Find the line that contains "Q: Tag one point on each instance of the cactus" and print it and every line after it, exactly, please.

-------

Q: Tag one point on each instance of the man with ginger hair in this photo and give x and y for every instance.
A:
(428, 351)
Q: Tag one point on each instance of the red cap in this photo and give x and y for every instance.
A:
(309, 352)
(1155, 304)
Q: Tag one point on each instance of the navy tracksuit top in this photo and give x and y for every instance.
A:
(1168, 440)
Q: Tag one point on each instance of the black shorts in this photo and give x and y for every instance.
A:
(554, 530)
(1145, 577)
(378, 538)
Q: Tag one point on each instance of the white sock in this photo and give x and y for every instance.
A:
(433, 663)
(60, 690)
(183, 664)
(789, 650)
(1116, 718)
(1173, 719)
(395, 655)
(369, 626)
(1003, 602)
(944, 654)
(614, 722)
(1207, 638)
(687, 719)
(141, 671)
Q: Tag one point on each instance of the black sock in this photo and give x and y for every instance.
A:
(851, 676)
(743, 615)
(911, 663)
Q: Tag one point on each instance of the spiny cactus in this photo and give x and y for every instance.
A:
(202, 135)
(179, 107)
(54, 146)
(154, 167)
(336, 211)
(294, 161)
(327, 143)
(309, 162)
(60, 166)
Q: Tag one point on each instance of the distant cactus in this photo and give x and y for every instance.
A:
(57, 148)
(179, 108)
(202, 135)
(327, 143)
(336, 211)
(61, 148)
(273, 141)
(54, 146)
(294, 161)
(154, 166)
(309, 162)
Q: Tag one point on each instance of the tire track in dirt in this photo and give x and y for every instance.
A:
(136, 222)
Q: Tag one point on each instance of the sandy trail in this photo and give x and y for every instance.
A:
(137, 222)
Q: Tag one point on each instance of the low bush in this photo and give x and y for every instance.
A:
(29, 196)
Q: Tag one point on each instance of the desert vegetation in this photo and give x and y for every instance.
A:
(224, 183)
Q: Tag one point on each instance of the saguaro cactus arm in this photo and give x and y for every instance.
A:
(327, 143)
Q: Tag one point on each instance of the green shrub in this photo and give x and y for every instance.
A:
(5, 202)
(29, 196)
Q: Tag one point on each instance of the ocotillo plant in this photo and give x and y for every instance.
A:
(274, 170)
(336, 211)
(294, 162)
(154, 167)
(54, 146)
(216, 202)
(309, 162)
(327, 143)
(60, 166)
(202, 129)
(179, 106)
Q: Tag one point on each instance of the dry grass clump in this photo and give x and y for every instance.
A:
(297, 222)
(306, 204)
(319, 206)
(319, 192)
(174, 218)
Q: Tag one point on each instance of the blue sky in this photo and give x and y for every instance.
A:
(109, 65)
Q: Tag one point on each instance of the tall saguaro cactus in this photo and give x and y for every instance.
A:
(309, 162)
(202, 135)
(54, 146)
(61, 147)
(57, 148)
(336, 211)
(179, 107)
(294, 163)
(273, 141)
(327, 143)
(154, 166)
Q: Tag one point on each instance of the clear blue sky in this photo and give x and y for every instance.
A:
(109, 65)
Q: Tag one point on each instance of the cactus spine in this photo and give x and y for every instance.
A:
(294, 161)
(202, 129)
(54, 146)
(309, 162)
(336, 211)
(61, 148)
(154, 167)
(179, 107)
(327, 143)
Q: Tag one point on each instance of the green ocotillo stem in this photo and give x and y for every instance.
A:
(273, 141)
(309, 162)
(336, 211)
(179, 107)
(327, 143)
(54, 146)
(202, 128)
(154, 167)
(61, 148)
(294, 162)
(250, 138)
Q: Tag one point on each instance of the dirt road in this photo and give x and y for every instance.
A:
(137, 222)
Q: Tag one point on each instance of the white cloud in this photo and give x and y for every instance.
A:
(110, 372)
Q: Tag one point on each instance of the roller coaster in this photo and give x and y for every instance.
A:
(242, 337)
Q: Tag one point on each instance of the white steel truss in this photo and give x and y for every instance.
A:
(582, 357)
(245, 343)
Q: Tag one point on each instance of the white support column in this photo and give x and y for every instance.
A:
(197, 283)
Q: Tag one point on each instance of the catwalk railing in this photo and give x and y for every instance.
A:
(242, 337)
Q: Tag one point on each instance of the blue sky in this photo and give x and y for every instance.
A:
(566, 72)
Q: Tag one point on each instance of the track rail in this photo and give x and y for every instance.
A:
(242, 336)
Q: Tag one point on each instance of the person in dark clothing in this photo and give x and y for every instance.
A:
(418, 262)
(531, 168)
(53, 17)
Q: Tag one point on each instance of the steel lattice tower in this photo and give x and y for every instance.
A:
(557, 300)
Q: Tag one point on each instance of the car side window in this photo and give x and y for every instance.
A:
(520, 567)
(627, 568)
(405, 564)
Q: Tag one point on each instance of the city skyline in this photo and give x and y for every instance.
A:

-------

Solution:
Q: Tag one point on each instance of the cactus spine in this photo and give x and y for every instance.
A:
(294, 161)
(202, 129)
(54, 146)
(309, 162)
(336, 211)
(61, 148)
(154, 167)
(179, 107)
(327, 143)
Q: Tag one point on each instance of the green ocotillo stem in this photo and give x and y for every instance.
A:
(273, 141)
(309, 162)
(336, 211)
(179, 107)
(327, 143)
(54, 146)
(202, 128)
(154, 167)
(61, 148)
(294, 162)
(250, 138)
Q: Tag one point on each instance of the dirt road in this photo and give x and y for every instance.
A:
(137, 222)
Q: Tag one point on each instance of the white cloud in this photo and give x and y for every instance.
A:
(110, 372)
Q: Tag one point on each instance of the roller coaster in this photo and give x and y for every instance.
A:
(242, 337)
Q: Tag one point on each instance of the white steel truss in this photo and give x and y for every instance.
A:
(582, 357)
(245, 343)
Q: Tag one point on each instance of the white support column in this photo and give x and y for every instance.
A:
(197, 283)
Q: Tag one point on each instance of the catwalk railing in this photo and give x and y for every instance.
A:
(242, 337)
Q: Tag one point on each instance of the blue sky in this photo and give x and y for every instance.
A:
(566, 72)
Q: Tag one point on each instance of the track rail in this photo and give x and y for every instance.
A:
(242, 336)
Q: Tag one point on each instance of the person in dark clothing in this photo and give x and y for every instance.
A:
(418, 262)
(531, 168)
(53, 17)
Q: Tag one point on each instance of the steel lattice tower in this photo and give x and y for every instance.
A:
(557, 300)
Q: Tag one point on each instance of the car side window in this photo and give x and y for every instance.
A:
(520, 567)
(627, 568)
(405, 564)
Q: Tag one point on each instance of the city skyline in this photo and give x and y for every instance.
A:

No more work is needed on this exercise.